## PASSAGE PROVIDED
◆ ◆ ◆ ◆ ◆
Intel Beast Canyon NUC11BTMi9 review: A bigger footprint shrinks this gaming PC’s appeal
The user-customizable RGB panel at the front is pretty neat, though.
By Alaina Yee
PCWorldJul 29, 2021 6:00 am PDT
At a Glance
Modular design allows for easier upgrades
Powerful Tiger Lake H processor
Supports full-length discrete graphics cards
Customizable RGB design on front panel
More complex case layout than predecessor
Case is more delicate than predecessor
Proprietary SFX-sized power supply
Intel’s NUCs were once undisputed as the most bleeding-edge, incomparable gaming mini-PCs. But despite its impressive hardware and neat modular riff on DIY building, Beast Canyon’s growth in size, more fragile case, and proprietary power supply introduces weaknesses that give the competition an advantage.
The gaming variants of Intel’s Next Unit of Computing (NUC) mini-PCs have always been expensive. For the price, you got unique, compact, and ultimately turn-key options for a portable desktop PC. You might pay out the nose, but you couldn’t replicate the experience as a DIY builder. That’s what justified the cost.
With the launch of Beast Canyon—officially known as the NUC11BTMi9 or NUC11BTMi7, depending on which version you get—the high cost is harder to justify.
Admittedly, the audience for these gaming PCs wasn’t large to begin with. But Beast Canyon is a surprisingly harder sell than I expected.
Once upon a time, Intel’s gaming NUCs were tiny. That’s not so with Beast Canyon, which is an eight-liter small-form-factor (SFF) PC—or roughly the size of an eGPU enclosure.
Like its predecessor Ghost Canyon, its strength lies in its easy CPU and GPU upgrades. Rather than a separate processor, motherboard, and cooler, you’ll instead find Intel’s newest Compute Element inside Beast Canyon. It contains your choice of a Core i7-11700B or a Core i9-11900KB, the cooling for the CPU, slots for RAM SODIMMs and M.2 SSDs, system ports, and a wireless module. You pull it as a whole unit from the system and only ever open it up to install storage and/or memory, as the CPU is soldered on.
When you outgrow the processor, you simply buy the latest version of the Compute Element, switch over RAM and storage drives as applicable, and then swap the old Compute Element for the new one. The idea is that you can upgrade your system like a DIY system, but in a mere handful of minutes. No need to deal with parts lists, chipset compatibility, or BIOS updates.
Similarly, your GPU is whatever two-slot, off-the-shelf graphics card you get your hands on. And with Beast Canyon, you can fit a full-length video card up to 12 inches long. Ghost Canyon, which was a daintier five liters in size, could only hold small-form-factor cards eight inches or shorter.
◆ ◆ ◆ ◆ ◆
## SET OF TASKS
- A) Decide whether each statement below agrees with the Beast Canyon review, answering yes or no and quoting the words of the review that settle it: (i) Beast Canyon is an eight-liter small-form-factor PC. (ii) The processor in the Compute Element can be replaced on its own. (iii) Ghost Canyon could hold graphics cards up to 12 inches long.
- B) Extract everything in the Beast Canyon review from "By Alaina Yee" down to "competition an advantage.", word for word.

## SOURCE MATERIAL
◆ ◆ ◆ ◆ ◆
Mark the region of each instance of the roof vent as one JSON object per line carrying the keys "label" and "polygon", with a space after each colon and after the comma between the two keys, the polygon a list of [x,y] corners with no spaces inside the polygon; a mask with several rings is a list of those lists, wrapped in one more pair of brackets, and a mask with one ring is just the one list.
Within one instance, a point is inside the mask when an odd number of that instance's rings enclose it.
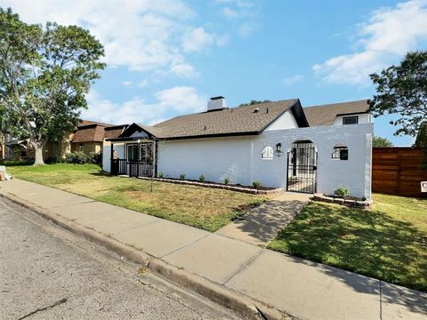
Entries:
{"label": "roof vent", "polygon": [[213,97],[207,101],[207,111],[222,110],[227,108],[227,102],[222,96]]}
◆ ◆ ◆ ◆ ◆
## RESULTS BY TASK
- A)
(i) Yes: "Beast Canyon, which is an eight-liter small-form-factor (SFF) PC"
(ii) No: "as the CPU is soldered on"
(iii) No: "could only hold small-form-factor cards eight inches or shorter"

- B)
By Alaina Yee
PCWorldJul 29, 2021 6:00 am PDT
At a Glance
Modular design allows for easier upgrades
Powerful Tiger Lake H processor
Supports full-length discrete graphics cards
Customizable RGB design on front panel
More complex case layout than predecessor
Case is more delicate than predecessor
Proprietary SFX-sized power supply
Intel’s NUCs were once undisputed as the most bleeding-edge, incomparable gaming mini-PCs. But despite its impressive hardware and neat modular riff on DIY building, Beast Canyon’s growth in size, more fragile case, and proprietary power supply introduces weaknesses that give the competition an advantage.